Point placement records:
-- Start --

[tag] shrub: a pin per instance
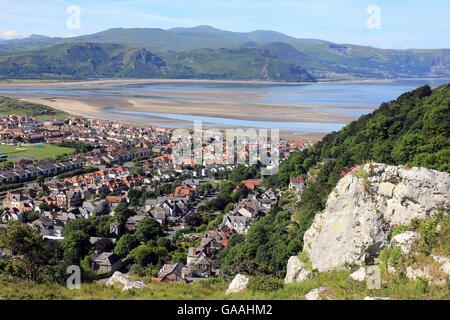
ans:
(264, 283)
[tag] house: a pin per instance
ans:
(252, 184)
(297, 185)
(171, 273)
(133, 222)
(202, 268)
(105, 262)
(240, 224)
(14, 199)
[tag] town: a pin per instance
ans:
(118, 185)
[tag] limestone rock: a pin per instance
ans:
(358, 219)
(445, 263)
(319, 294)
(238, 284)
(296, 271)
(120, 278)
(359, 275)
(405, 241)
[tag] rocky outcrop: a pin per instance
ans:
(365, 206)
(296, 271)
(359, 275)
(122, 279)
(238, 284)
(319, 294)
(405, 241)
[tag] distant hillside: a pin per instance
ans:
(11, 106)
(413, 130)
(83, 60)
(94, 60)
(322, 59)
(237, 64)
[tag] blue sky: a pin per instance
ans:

-- End --
-- Start --

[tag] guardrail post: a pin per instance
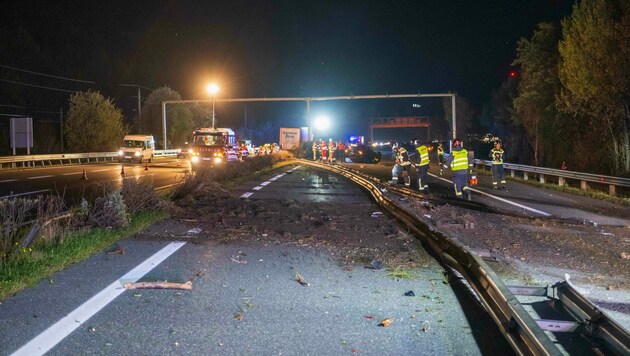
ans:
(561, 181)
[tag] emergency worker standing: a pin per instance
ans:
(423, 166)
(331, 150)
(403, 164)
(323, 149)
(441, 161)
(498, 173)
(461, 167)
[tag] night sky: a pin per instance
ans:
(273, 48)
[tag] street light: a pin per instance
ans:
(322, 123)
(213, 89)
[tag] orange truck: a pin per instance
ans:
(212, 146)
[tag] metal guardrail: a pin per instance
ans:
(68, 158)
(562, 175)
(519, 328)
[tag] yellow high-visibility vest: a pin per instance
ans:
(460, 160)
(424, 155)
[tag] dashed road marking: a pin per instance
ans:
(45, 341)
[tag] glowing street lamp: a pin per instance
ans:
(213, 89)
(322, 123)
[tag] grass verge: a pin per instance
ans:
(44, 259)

-- End --
-- Start --

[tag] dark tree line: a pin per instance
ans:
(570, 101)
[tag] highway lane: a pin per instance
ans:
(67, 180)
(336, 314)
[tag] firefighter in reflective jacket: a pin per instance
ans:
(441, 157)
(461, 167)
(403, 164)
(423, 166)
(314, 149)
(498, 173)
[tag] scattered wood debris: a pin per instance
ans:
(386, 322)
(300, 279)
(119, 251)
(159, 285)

-- End --

◆ YOUR OBJECTIVE:
Report every line above that contains the string "guardrail", treating uppercase and lowercase as different.

◆ WRITTEN RESPONSE:
[tag] guardrail post: a pin per instance
[tag] metal guardrail: a pin per instance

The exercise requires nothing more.